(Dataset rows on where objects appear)
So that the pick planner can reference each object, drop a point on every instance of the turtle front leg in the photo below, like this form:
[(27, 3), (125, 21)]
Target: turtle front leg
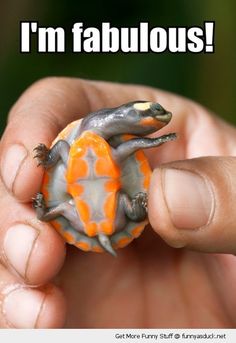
[(135, 208), (127, 148), (49, 157)]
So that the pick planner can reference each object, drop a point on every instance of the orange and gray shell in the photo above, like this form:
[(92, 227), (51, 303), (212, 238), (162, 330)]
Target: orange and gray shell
[(94, 187)]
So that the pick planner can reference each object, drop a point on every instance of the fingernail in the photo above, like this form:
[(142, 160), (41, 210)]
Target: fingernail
[(11, 163), (188, 197), (22, 307), (18, 244)]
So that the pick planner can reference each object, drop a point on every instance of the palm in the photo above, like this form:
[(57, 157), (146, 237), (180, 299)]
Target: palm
[(148, 285)]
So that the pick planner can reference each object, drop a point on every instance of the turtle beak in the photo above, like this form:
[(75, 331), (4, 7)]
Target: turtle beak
[(165, 117), (160, 114)]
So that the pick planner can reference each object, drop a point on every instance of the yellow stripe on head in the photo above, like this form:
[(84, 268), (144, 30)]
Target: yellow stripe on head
[(142, 106)]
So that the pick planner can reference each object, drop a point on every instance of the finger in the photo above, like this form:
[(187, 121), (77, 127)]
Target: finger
[(27, 308), (47, 106), (192, 204), (30, 249)]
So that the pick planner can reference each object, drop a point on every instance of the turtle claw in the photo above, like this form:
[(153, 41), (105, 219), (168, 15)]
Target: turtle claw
[(139, 205), (42, 154), (38, 201)]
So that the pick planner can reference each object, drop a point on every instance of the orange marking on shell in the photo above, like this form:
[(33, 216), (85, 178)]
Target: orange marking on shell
[(106, 227), (123, 241), (91, 229), (83, 245), (57, 226), (68, 237), (144, 168), (44, 188), (96, 248), (110, 205), (106, 167), (78, 169), (127, 137)]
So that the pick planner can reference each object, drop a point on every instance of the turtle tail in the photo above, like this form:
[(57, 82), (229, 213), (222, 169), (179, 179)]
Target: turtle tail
[(105, 242)]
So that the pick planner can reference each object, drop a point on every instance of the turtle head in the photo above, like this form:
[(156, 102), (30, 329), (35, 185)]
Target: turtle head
[(144, 117)]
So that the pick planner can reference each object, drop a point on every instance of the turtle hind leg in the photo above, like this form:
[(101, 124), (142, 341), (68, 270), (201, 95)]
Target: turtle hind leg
[(49, 157), (135, 208), (65, 209)]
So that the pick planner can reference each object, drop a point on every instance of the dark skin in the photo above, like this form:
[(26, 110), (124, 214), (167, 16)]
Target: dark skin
[(168, 277)]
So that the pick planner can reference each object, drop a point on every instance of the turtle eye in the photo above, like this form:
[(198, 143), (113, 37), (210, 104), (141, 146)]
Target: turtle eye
[(157, 108)]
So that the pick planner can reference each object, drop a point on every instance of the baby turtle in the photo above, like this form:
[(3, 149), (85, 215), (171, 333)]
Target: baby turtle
[(94, 189)]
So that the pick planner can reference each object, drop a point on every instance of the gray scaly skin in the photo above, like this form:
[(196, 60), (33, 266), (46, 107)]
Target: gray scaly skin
[(138, 118)]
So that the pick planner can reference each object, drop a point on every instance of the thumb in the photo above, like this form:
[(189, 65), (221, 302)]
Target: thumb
[(192, 204)]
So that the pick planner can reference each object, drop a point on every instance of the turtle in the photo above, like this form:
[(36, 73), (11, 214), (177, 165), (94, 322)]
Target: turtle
[(96, 176)]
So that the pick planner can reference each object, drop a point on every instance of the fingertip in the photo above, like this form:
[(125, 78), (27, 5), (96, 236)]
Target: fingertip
[(33, 251), (53, 309), (47, 256)]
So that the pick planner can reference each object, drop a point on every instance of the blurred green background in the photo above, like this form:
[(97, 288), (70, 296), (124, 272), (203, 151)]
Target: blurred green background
[(207, 78)]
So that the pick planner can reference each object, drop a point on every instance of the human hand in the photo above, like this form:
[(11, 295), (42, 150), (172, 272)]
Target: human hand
[(150, 284)]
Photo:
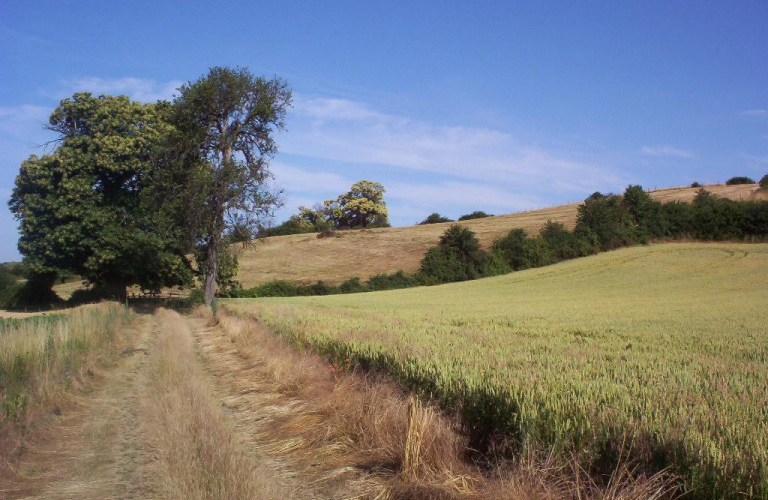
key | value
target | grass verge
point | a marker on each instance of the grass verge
(42, 357)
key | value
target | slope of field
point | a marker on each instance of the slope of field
(303, 258)
(666, 343)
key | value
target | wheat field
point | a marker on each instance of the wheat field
(664, 346)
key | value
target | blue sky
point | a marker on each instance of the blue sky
(453, 106)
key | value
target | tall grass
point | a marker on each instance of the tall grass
(42, 356)
(196, 454)
(660, 347)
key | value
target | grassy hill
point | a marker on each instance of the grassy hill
(664, 343)
(304, 258)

Exercise requirements:
Extract, word for word, every line from the one containing "of the human" to the end of the data above, both ends included, and leave out the pictures.

Result:
So that the pick planner can reference each object, drop a point on every instance of the human hand in the photo above, like this form:
[(11, 295), (42, 150), (172, 272)]
Target: human hand
[(150, 284)]
Photo:
key | value
target | grass verge
point | a marker on each instance of the grass verge
(42, 357)
key | value
target | slope of field
point | a marker on each instance of the slope of field
(303, 258)
(666, 343)
key | value
target | wheat field
point | a marker on each instance of the wheat field
(664, 346)
key | value
target | blue sky
point | a marker on each instance of the blue sky
(453, 106)
key | value
target | tall grass
point | a marker on each instance of the tall grass
(42, 356)
(196, 454)
(660, 347)
key | value
target | grassy hill
point | a marker on each instance of the grassy hill
(664, 343)
(304, 258)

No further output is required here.